Dosen USK Dipenjara Gegara Kritik Kampus, Mahfud Upayakan Amnesti

Kesenjangan Sosial dinilai memantik konflik di Tanah Air
Mahfud MD. (Media Indonesia)

Jakarta (KANALACEH.COM) – Menteri Koordinator Politik, Hukum, dan Keamanan (Menko Polhukam) Mahfud MD menyatakan akan mengupayakan terpidana kasus UU ITE, Dosen Universitas Syiah (Unsyiah) Kuala, Aceh, Saiful Mahdi mendapatkan amnesti.

Diketahui, Saiful Mahdi saat ini masih mendekam dipenjara karena kasasi yang ia ajukan ke Mahkamah Agung ditolak pada Kamis (2/9). Ia ditetapkan sebagai tersangka kasus pencemaran nama baik Pasal 27 ayat 3 UU ITE karena mengkritik kampus.

Mahfud menyatakan telah mendengarkan masukan dan permohonan mengenai amnesti yang diajukan Saiful. Ia akan segera memproses permohonan ini secepatnya. Menurutnya, permohonan amnesti dalam perkara ini layak.

“Kita akan memproses, mudah-mudahan bisa secepatnya. Kita usahakan, karena keputusan amnesti ada di Presiden. Kita usahakan agar keputusan tentang ini tidak membutuhkan waktu yang lama,” kata Mahfud dalam dialog dengan istri dari Saiful, LBH, dan sejumlah pakar atau akademisi seperti dikutip dari keterangan resmi yang diterima, Selasa (21/9/2021) malam.

● **Daftar Data**:
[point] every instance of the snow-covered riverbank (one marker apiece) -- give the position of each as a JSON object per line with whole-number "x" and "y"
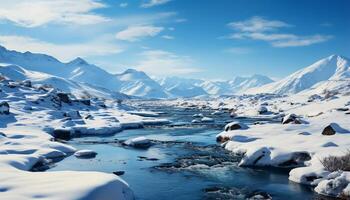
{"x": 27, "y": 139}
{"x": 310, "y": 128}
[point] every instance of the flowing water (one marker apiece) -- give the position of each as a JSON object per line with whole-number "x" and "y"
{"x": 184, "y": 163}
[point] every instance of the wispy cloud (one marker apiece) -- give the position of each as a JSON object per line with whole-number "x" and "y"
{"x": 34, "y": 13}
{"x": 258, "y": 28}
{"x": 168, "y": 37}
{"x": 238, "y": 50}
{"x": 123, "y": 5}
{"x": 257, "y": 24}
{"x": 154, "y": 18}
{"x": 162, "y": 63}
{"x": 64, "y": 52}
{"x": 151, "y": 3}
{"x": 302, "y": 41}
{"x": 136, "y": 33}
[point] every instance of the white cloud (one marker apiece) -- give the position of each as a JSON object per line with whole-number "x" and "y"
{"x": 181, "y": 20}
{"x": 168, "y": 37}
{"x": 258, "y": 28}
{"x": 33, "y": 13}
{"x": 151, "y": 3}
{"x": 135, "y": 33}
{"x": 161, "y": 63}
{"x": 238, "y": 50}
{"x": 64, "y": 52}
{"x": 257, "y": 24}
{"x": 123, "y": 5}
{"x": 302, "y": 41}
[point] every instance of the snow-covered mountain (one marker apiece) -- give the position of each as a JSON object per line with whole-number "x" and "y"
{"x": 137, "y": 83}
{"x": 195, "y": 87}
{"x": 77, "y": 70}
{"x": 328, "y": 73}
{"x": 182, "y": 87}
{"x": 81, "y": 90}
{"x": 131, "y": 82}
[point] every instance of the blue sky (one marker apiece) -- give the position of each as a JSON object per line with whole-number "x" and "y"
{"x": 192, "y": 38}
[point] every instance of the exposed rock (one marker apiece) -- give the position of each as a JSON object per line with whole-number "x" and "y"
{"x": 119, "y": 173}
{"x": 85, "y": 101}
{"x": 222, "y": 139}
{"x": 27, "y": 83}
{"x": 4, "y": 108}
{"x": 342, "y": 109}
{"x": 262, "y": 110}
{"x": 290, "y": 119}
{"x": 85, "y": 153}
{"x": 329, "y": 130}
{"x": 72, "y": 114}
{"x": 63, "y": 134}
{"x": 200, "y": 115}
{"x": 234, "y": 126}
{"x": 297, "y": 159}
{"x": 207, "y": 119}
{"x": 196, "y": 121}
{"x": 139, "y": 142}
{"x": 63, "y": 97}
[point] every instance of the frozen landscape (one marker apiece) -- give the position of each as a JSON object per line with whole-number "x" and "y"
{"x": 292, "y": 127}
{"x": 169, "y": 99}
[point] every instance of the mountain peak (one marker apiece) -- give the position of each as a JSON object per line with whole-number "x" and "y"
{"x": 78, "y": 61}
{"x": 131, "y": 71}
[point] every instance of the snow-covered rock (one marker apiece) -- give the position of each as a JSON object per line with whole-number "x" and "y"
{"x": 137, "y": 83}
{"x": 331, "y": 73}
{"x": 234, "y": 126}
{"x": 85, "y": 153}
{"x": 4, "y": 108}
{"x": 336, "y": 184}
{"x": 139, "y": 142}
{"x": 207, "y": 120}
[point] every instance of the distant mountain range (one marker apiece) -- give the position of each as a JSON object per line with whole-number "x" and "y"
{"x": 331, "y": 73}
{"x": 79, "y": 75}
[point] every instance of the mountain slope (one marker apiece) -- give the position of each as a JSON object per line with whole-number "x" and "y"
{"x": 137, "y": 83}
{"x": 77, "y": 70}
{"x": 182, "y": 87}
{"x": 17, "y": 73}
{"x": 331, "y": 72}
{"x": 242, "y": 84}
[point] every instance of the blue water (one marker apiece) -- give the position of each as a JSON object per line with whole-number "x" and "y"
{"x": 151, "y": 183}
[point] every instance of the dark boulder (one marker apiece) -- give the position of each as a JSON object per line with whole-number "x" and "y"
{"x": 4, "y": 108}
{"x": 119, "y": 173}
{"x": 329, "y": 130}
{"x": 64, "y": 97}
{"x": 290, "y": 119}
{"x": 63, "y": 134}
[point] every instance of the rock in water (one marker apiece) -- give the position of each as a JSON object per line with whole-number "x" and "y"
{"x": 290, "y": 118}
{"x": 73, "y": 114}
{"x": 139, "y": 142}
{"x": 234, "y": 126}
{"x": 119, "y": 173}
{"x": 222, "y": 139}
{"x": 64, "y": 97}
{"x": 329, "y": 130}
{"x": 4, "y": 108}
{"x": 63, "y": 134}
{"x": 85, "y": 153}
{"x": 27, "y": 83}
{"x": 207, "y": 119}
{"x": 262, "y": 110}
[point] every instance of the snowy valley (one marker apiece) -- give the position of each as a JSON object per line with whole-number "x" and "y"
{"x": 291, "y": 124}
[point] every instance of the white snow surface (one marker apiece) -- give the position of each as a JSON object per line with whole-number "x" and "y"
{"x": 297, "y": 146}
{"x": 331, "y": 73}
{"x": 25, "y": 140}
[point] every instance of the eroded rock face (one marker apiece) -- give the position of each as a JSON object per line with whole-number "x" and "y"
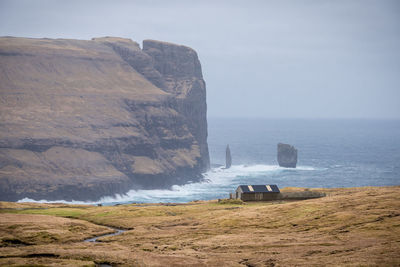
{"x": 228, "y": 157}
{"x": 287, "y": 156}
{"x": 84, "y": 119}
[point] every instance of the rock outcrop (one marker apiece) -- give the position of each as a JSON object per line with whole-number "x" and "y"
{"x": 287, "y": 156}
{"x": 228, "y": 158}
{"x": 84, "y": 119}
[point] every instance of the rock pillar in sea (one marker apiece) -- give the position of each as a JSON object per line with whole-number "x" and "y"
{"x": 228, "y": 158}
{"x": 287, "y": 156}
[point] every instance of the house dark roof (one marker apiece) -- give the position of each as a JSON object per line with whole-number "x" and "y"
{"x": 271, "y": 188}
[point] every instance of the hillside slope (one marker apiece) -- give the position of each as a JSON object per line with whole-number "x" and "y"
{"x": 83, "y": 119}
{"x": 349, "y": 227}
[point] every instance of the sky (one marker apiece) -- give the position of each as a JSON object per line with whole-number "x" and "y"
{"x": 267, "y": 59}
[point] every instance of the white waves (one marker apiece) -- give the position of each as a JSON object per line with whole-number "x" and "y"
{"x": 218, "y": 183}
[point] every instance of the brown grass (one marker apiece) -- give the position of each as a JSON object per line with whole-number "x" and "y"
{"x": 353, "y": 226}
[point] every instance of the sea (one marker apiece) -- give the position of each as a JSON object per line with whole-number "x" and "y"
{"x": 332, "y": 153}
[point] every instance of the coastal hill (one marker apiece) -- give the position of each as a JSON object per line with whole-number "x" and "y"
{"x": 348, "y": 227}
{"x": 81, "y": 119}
* * *
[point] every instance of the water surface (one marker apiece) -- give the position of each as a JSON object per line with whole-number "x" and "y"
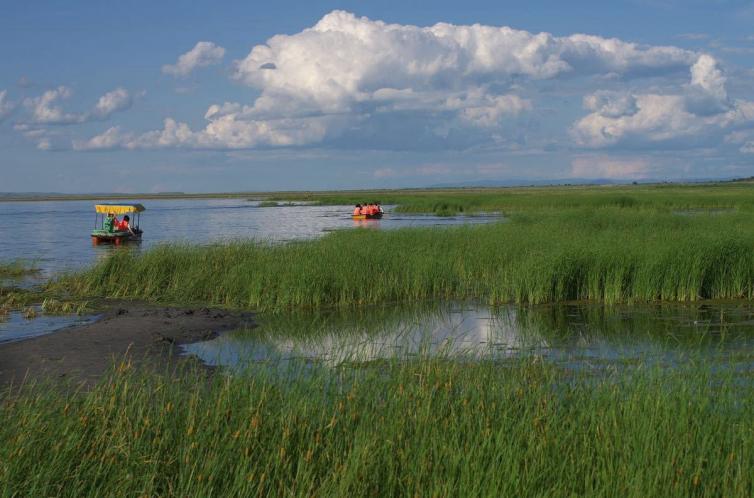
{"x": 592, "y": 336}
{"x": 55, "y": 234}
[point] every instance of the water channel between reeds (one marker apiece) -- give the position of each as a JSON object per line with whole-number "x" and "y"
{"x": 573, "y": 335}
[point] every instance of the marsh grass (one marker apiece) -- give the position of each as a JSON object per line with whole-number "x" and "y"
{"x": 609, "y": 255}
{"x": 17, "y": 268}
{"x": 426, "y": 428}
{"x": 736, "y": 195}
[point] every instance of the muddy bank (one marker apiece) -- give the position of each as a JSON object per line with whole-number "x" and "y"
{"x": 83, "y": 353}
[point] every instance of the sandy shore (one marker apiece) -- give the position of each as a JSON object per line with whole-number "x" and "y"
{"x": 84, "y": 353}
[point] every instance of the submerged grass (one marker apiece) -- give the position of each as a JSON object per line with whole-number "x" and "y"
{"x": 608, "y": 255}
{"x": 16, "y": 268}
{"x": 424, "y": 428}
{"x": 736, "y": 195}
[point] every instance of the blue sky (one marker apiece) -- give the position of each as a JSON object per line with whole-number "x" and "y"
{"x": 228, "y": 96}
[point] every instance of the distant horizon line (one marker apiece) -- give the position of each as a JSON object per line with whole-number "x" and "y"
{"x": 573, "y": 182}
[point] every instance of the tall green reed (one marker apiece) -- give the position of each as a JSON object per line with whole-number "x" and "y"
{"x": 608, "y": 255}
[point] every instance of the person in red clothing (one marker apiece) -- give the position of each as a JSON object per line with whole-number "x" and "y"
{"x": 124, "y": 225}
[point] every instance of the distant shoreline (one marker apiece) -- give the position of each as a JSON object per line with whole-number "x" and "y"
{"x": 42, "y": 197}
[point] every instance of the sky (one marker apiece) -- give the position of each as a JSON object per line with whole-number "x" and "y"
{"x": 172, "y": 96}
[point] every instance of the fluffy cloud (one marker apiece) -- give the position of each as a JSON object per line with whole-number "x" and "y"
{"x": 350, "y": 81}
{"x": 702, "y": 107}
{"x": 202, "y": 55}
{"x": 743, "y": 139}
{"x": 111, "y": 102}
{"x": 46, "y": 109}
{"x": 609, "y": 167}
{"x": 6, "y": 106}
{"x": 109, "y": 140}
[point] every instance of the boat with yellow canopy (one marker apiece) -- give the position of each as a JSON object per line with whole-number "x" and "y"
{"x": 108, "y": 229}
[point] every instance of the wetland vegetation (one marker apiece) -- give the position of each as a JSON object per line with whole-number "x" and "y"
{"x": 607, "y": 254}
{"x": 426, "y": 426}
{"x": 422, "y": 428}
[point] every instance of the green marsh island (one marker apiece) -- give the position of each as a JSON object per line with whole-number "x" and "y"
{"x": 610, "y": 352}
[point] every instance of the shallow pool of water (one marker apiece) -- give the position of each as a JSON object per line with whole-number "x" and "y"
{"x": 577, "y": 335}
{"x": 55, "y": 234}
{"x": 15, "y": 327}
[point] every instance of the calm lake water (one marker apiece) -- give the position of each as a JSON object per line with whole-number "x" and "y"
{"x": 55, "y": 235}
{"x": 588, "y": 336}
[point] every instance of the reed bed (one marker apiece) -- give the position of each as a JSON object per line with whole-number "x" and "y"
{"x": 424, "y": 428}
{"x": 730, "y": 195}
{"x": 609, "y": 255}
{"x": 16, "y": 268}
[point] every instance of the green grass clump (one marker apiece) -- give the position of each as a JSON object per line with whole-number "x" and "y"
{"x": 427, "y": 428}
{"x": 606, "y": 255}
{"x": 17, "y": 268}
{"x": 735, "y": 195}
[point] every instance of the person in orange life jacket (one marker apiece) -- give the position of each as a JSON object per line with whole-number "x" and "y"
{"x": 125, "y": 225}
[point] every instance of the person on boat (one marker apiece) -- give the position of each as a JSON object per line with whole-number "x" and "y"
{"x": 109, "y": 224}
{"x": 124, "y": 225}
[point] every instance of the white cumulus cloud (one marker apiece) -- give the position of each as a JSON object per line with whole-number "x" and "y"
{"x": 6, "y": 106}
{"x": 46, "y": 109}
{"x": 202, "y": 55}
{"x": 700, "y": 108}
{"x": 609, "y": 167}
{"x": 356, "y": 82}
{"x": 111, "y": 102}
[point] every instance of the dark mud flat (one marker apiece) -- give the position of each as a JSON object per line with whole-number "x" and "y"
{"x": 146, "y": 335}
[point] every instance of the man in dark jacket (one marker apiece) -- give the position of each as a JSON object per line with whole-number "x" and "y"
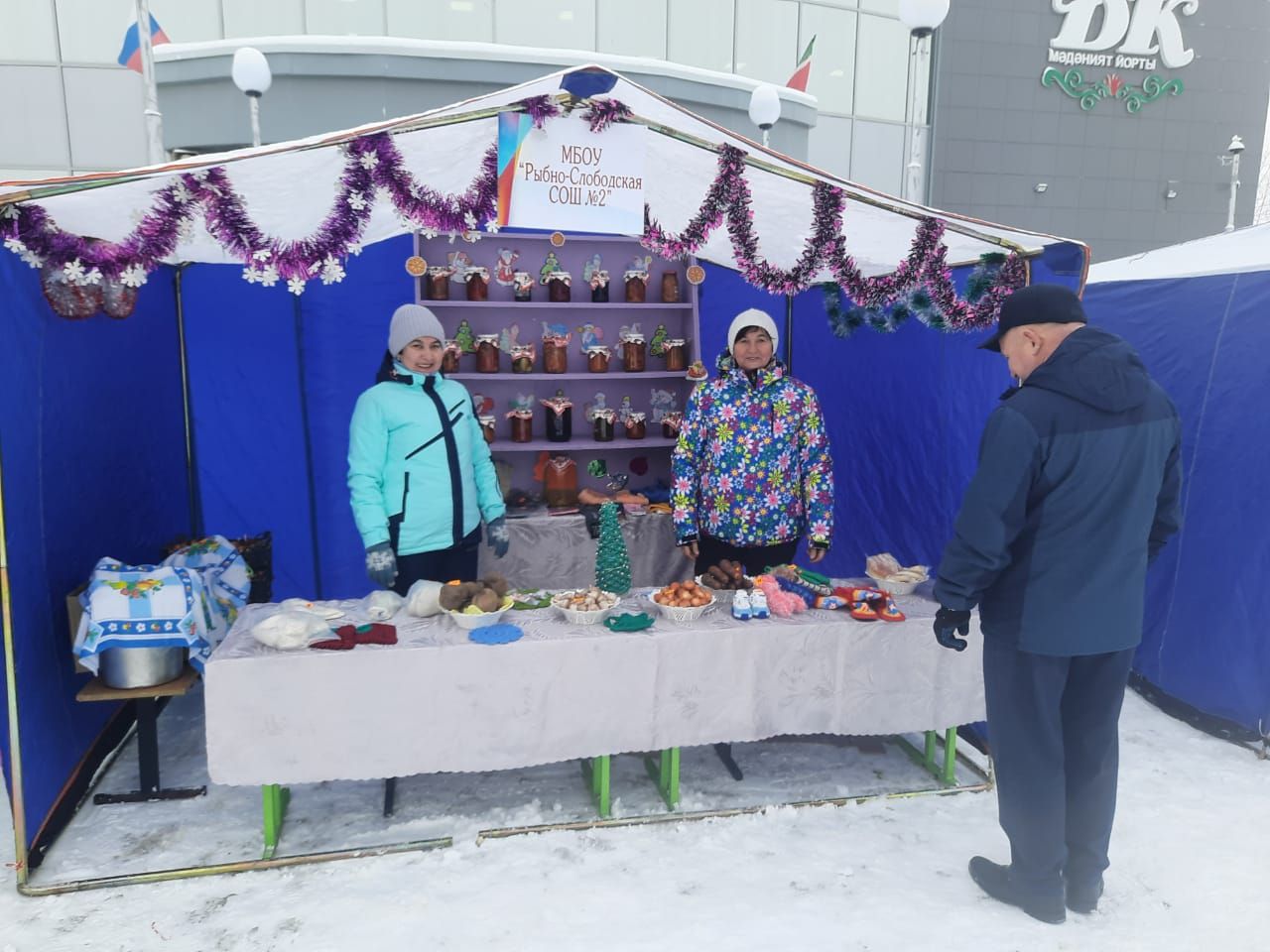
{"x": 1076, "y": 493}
---
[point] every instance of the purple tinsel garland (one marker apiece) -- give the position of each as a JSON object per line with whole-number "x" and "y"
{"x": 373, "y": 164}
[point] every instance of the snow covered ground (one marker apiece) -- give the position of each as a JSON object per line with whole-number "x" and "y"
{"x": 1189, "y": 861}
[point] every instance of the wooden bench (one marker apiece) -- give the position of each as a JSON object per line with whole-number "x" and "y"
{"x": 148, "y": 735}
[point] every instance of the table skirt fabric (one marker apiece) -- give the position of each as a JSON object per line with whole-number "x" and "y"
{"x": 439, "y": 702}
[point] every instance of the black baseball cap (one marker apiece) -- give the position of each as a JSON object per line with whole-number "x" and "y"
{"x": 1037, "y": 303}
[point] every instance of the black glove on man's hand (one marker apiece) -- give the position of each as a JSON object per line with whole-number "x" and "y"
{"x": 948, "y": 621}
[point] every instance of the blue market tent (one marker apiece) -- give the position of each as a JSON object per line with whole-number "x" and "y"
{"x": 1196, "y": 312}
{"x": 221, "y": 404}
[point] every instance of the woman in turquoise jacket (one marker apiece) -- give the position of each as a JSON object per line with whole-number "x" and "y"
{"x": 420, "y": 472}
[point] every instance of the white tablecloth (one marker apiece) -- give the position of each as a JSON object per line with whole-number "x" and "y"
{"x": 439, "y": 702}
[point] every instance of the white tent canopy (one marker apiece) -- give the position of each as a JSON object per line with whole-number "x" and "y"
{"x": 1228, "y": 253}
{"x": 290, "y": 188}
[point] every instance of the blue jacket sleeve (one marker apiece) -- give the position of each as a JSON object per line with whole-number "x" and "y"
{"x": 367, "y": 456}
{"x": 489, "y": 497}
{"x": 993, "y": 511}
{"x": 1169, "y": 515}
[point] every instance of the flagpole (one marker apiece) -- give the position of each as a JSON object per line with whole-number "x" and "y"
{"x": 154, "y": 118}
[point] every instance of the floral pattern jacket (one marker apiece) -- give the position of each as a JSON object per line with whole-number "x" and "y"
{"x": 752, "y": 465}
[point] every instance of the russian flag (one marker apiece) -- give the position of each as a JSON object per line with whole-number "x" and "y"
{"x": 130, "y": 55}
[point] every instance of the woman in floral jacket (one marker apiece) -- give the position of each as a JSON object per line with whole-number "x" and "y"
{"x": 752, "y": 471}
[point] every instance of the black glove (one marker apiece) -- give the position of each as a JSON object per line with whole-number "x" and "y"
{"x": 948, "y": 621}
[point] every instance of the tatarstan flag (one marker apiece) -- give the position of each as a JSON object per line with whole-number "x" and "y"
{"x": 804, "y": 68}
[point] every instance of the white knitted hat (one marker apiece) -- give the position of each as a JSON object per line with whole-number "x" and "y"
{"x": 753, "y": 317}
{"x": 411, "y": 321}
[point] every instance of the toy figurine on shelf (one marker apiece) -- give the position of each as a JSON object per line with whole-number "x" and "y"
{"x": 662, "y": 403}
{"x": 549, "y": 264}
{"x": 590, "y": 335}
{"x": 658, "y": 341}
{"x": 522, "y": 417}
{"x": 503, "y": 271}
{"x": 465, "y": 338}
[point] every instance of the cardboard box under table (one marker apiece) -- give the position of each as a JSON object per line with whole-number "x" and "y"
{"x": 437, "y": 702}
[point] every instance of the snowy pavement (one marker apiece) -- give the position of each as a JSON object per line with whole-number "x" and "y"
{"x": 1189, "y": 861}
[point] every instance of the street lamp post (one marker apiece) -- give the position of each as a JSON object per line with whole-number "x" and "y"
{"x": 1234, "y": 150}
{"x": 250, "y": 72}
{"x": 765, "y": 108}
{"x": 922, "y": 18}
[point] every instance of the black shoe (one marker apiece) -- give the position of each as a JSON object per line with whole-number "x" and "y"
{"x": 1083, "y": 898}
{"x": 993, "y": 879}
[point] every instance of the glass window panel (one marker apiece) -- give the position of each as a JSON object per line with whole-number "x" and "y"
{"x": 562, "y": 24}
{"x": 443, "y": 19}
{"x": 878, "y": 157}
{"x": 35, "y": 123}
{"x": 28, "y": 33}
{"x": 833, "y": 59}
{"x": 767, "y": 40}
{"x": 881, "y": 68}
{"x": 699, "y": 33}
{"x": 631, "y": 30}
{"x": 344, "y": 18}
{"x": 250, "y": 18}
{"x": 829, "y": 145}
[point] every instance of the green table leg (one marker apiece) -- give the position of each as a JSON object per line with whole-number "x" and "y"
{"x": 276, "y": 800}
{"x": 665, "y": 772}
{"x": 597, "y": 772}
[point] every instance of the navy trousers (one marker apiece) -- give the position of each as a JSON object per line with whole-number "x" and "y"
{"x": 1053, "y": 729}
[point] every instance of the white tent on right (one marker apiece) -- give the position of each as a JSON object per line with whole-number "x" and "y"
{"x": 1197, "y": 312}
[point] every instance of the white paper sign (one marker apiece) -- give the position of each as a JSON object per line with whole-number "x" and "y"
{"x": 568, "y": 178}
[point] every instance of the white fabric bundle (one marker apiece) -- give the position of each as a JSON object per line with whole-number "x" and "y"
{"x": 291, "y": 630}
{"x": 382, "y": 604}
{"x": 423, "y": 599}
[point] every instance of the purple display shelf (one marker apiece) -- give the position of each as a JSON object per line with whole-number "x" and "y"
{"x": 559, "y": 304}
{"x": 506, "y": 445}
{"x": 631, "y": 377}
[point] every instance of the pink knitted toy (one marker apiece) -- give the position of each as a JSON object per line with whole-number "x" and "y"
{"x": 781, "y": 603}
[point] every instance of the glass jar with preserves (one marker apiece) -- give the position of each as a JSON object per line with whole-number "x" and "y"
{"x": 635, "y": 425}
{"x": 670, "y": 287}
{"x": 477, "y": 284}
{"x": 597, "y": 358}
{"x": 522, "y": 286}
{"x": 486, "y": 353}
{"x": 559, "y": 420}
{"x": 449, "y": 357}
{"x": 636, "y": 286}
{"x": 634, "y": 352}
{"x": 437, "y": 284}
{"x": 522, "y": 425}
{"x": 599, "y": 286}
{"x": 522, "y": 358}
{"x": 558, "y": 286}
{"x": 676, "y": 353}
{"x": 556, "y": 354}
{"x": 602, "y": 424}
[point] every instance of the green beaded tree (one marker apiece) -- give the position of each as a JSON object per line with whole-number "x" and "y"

● **Instruksi**:
Kembalikan potongan berita tentang upaya amnesti bagi Saiful Mahdi tanpa mengubah satu huruf pun. Mulailah dari bagian yang memuat "Diketahui, Saiful Mahdi" dan berhentilah setelah "karena mengkritik kampus.".

● **Jawaban Latihan**:
Diketahui, Saiful Mahdi saat ini masih mendekam dipenjara karena kasasi yang ia ajukan ke Mahkamah Agung ditolak pada Kamis (2/9). Ia ditetapkan sebagai tersangka kasus pencemaran nama baik Pasal 27 ayat 3 UU ITE karena mengkritik kampus.